While the general trend of the last decade has been to move workloads to the cloud, along with major companies jumping on the bandwagon to offer their own managed services, the industry isn’t ready to relegate on-premises infrastructure to the closet just yet.

Many organizations keep running their own Software-Defined Datacentre (SDDC) and will do so for the foreseeable future for reasons such as sovereignty, low latency prerequisites, data privacy, or simply cloud providers selling IaaS capacity on VMware Cloud Director. On top of that, companies that already have solid investments in their on-premise SDDC with the right professionals to run it aren’t going to start over for the sake of moving to the cloud.

With that said, running an on-premises infrastructure isn’t a walk in the park, and Kubernetes is a whole different beast introduced to the zoo. It shouldn’t mean these customers can’t adopt the cloud native ecosystem without losing their sanity and this is where Giant Swarm jumps in by offering Kubernetes on VMware Cloud Director!

Positioning VMware Cloud Director within the cloud native landscape

Let’s first take a look at today’s star of the show and how we got to writing this piece.

### Given problem 1
Retype the article on Kubernetes for VMware Cloud Director from "With that said, running" up to and including "VMware Cloud Director!".
### Given problem 2
Write the next part of the article on Kubernetes for VMware Cloud Director, picking up after its final sentence.

### Record set
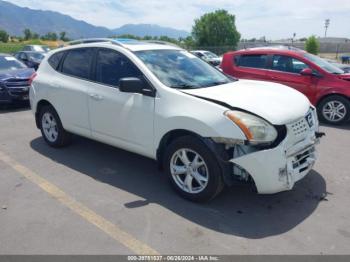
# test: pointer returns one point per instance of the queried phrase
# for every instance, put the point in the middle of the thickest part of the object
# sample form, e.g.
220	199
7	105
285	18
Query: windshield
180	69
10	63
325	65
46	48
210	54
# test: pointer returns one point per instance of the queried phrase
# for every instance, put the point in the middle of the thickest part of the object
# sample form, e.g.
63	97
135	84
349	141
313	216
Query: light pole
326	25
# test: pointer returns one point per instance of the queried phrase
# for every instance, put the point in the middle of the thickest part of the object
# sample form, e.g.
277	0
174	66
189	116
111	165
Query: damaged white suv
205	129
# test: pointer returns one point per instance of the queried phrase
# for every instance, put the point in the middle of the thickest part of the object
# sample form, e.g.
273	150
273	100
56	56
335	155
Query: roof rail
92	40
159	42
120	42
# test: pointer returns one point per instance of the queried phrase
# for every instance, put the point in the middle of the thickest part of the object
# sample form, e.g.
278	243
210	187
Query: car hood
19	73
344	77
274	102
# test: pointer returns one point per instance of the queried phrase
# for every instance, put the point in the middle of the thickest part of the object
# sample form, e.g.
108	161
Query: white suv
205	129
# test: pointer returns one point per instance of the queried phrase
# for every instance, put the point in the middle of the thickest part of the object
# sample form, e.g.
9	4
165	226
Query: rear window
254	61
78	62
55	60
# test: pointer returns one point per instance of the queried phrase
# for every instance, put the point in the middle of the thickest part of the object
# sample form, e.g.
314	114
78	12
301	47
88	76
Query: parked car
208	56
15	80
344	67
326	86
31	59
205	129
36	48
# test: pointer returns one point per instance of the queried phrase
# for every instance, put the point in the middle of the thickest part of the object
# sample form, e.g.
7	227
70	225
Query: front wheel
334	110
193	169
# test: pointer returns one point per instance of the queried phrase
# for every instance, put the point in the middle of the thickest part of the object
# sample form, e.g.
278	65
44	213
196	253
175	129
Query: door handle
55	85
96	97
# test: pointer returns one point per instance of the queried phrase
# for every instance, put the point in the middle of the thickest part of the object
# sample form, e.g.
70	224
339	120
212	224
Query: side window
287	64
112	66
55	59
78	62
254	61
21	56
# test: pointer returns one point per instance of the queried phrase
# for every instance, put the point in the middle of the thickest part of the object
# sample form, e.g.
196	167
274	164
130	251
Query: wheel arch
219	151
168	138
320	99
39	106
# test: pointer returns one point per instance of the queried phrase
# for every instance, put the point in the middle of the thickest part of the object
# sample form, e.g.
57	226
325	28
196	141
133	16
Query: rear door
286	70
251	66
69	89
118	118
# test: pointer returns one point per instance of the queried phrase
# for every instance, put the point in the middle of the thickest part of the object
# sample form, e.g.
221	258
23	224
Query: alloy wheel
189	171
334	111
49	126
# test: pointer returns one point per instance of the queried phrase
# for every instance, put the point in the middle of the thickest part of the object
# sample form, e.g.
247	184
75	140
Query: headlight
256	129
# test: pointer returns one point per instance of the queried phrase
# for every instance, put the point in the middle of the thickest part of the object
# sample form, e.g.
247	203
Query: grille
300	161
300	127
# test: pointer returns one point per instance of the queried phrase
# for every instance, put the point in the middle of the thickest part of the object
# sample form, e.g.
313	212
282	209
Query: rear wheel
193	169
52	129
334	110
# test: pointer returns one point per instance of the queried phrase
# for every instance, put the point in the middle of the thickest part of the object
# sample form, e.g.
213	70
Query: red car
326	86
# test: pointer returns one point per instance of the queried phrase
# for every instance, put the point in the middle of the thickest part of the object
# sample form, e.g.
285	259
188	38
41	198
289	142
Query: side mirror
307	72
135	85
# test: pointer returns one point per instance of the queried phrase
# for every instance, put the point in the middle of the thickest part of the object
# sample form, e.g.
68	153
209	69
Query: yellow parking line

### Response 1
With that said, running an on-premises infrastructure isn’t a walk in the park, and Kubernetes is a whole different beast introduced to the zoo. It shouldn’t mean these customers can’t adopt the cloud native ecosystem without losing their sanity and this is where Giant Swarm jumps in by offering Kubernetes on VMware Cloud Director!

### Response 2
VMware Cloud Director (VCD) is a cloud provider solution (much like OpenStack) built on VMware’s SDDC stack, featuring components such as VSAN for storage, NSX-T for networking, NSX ALB for load balancing, and of course, vSphere ESXi for compute. VCD is essentially a management layer added on top of these bricks, to allow organizations to sell resources to internal and external customers in various fashions such as Pay-As-You-Go or Reserved…

On top of these, VMware offers Kubernetes on VMware Cloud Director with Tanzu and the Container Storage Extension (CSE) plugin for VCD. However, we found that customers exploring this route face the same challenges as those looking at managed Kubernetes offerings from major hyperscalers:

Difficulty in finding talent to manage the platform.
Potential misalignment within the existing environment and intricate integration.
Limited or only expensive enterprise support.
A shift towards greater time investment in platform management and less time delivering features.
Substantial costs associated with staying on top of security concerns, update cycle, and incident response.
Navigating the difficulties associated with on-call rotations.

Giant Swarm plugs these holes by offering the option for a full-featured end-to-end managed cloud native platform for Kubernetes on VMware Cloud Director.

Giant Swarm and CAPVCD

Cluster API Provider VMware Cloud Director (CAPVCD) is a provider for Cluster API (CAPI) to support deploying Kubernetes on VMware Cloud Director. This upstream Open Source project was initiated by VMware in mid-2021 in an effort to upgrade their CSE plugin in the future. Back then, the GitHub repo had only a dozen commits but the core features were there.

Fast forward a few months to the early hours of 2022, and Giant Swarm started investigating this new provider. The objective was twofold: to identify how it could solve pain points for our valued VCD customers and to understand the specifics of their unique environment.

Kubernetes on VMware in complex environments

What makes working with on-premises so fun (depending on who you ask) is the variety of environments you come across. Not two customers have the same infra and there are always a few exotic quirks that need to be accounted for.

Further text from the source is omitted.